Kutipan Teks:
Sedangkan tokoh-tokoh
pimpinan militernya adalah dua bersaudara Mandatjan, Lodewijk dan Barends,
serta dua bersaudara Awom, Ferry dan Perminas. Inti kekuatan tempur gerakan itu
adalah para bekas anggota PVK, atau yang dikenal dengan sebutan Batalyon Papua.
Ariks dan Mandatjan bersaudara adalah tokoh-tokoh asli dari Pegunungan Arfak di
Kabupaten Manokwari, sedangkan kedua bersaudara Awom adalah migran suku Biak
yang memang banyak terdapat di Manokwari.(2) Sebelum terjun dalam pemberontakan
bersenjata itu, Ariks adalah pemimpin partai politik bernama Persatuan Orang
New Guinea (PONG) yang berbasis di Manokwari dan terutama beranggotakan
orang-orang Arfak. Tujuan partai ini adalah mencapai kemerdekaan penuh bagi
Papua Barat, tanpa sasaran tanggal tertentu (Nusa Bhakti, 1984; Osborne, 1989:
35-36).
1 Juli 1971
Empat tahun sesudah
pemberontakan OPM di daerah Kepala Burung dapat dipadamkan oleh pasukan-pasukan
elit RPKAD di bawah komando almarhum Sarwo Edhie Wibowo, "proklamasi
OPM" kedua tercetus. Peristiwa itu terjadi pada tanggal 1 Juli 1971 di
suatu tempat di Desa Waris, Kabupaten Jayapura, dekat perbatasan Papua Niugini,
yang dijuluki (Markas) Victoria, yang kemudian dijuluki dalam kosakata rakyat
Papua, "Mavik".
Pencetusnya juga
berasal dari angkatan bersenjata, tapi bukan seorang bekas tentara didikan
Belanda, melainkan seorang bekas bintara didikan Indonesia, Seth Jafet
Rumkorem. Seperti juga Ferry Awom yang memimpin pemberontakan OPM di daerah
Kepala Burung, Rumkorem juga berasal dari suku Biak.

Daftar Baris:
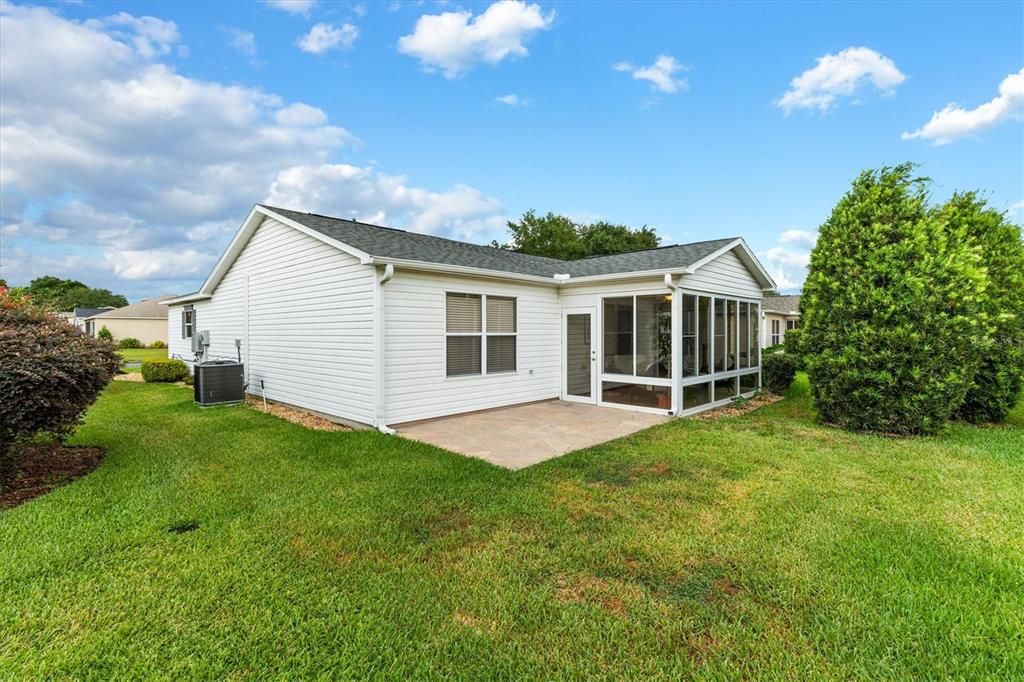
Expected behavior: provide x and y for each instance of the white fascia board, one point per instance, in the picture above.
(185, 299)
(745, 255)
(460, 269)
(636, 274)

Soal: Ambil dari kutipan tentang gerakan OPM bagian antara "Pencetusnya juga" dan "dari suku Biak.", termasuk kedua batas itu, tanpa mengubah satu kata pun. Baris-baris tersebut tidak berperan apa pun dalam tugas ini.

Jawaban Tugas:
Pencetusnya juga
berasal dari angkatan bersenjata, tapi bukan seorang bekas tentara didikan
Belanda, melainkan seorang bekas bintara didikan Indonesia, Seth Jafet
Rumkorem. Seperti juga Ferry Awom yang memimpin pemberontakan OPM di daerah
Kepala Burung, Rumkorem juga berasal dari suku Biak.